According to certain non-limiting embodiments, the article is solution treated for 1 hour up to 10 hours such that the material is of uniform composition and properties. For example, the article can be solution treated in the range of 1 hour to 10 hours, 1 hour to 9 hours, 1 hour to 8 hours, 1 hour to 7 hours, 1 hour to 6 hours, 1 hour to 5 hours, 1 hour to 4 hours, 1 hour to 3 hours, or 1 hour to 2 hours. According to certain non-limiting embodiments, the solution temperature is at least 10° C. below the γ′ solvus. For example, the solution temperature for the RR1000 alloy can be 1120° C. According to certain non-limiting embodiments, the article is maintained at the solution temperature with a temperature tolerance of ±14° C. According to other embodiments, the article is maintained at the solution temperature with a temperature tolerance of ±10° C. According to other embodiments, the article is maintained at the solution temperature with a temperature tolerance of ±8° C. According to further embodiments, the temperature tolerance can vary, so long as the article is maintained at a temperature not exceeding the γ′ solvus temperature. As used herein, phrases such as “maintained at” with reference to a temperature, temperature range, or minimum temperature, mean that at least a desired portion of the powder metallurgy nickel-base alloy reaches, and is held at, a temperature at least equal to the referenced temperature or within the referenced temperature range.
According to certain non-limiting embodiments, the article is cooled to ambient temperature after the solution heat treatment. According to certain non-limiting embodiments, the article is quenched in a medium, e.g., air or oil, so that a temperature of the entire cross-section of the article (e.g., center to surface of the article) cools at a rate of at least 0.1° C./second. According to other embodiments, the article is control cooled at other cooling rates.
According to certain non-limiting embodiments, the powder metallurgy nickel-base alloy produced according to various non-limiting embodiments of the methods disclosed herein comprises an average grain size of 10 micrometers or less, corresponding to an ASTM grain size number that is approximately equal to or greater than 10 in accordance with ASTM E112. According to certain non-limiting embodiments, the powder metallurgy nickel-base alloy produced according to various non-limiting embodiments of the methods disclosed herein comprises a coarse grain population and a fine grain population, and the average grain size of the coarse grain population differs from the average grain size of the fine grain population by two ASTM grain size numbers or less (in accordance with ASTM E112). For example, certain non-limiting embodiments of powder metallurgy nickel-base alloy produced according to various non-limiting embodiments of the methods disclosed herein comprises a coarse grain population having an average grain size of ASTM 10 in accordance with ASTM E112, corresponding to an average grain size of 11.2 μm, and a fine grain population having an average grain size of ASTM 12 in accordance with ASTM E112, corresponding to an average grain size of 5.6 μm. According to further non-limiting embodiments, the coarse grain population has an average grain size of ASTM 10 or finer, and the fine grain population has an average grain size of ASTM 12 or finer, in accordance with ASTM E112. Although examples of possible grain size populations are given herein, these examples do not encompass all possible grain size populations for powder metallurgy nickel-base alloy articles according to the present disclosure. Rather, the present inventors determined that these grain size populations represent possible grain size populations that can be suitable for certain powder metallurgy nickel-base alloy articles processed according to various non-limiting embodiments of the methods disclosed herein. It is to be understood that the methods and alloy articles of the present disclosure may incorporate other suitable grain size populations.

▶ [TASK TO CARRY OUT]
Carry on the passage about heat treating powder metallurgy nickel-base alloys, picking up after its last sentence. The records that come next are not needed.

▶ [PROVIDED MATERIAL]
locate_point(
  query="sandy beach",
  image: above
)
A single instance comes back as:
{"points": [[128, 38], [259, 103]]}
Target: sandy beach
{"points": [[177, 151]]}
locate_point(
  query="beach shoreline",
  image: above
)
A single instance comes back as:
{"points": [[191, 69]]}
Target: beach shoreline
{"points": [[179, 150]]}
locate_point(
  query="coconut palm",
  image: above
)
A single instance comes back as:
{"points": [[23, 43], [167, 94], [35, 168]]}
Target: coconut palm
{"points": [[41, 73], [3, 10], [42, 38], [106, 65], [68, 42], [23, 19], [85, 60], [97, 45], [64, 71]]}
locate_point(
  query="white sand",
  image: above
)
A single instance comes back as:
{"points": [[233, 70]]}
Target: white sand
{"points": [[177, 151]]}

▶ [ANSWER FOR THIS EXERCISE]
Depending on the use requirements or preferences of the particular method or alloy articles, before the step of placing the article in the furnace at the start temperature, the powder metallurgy nickel-base alloy article is forged. According to further embodiments, additional steps such as, for example, coating, rough, and final machining and/or surface finishing, may be applied to the article before placing the article in the furnace at the start temperature.
Referring to
Referring to
A disk forging of RR1000 alloy is placed in a furnace at a start temperature in the furnace of 927° C. The temperature in the furnace is increased to 1110° C. at a ramp rate of 66° C. per hour. The disk is maintained at 1110° C. for four hours, and then air cooled to ambient temperature.
A disk forging of RR1000 alloy is placed in a furnace at a start temperature in the furnace of 927° C. The temperature in the furnace is increased to 1110° C. at a ramp rate of 50° C. per hour. The disk is maintained at 1110° C. for four hours, and then air cooled to ambient temperature.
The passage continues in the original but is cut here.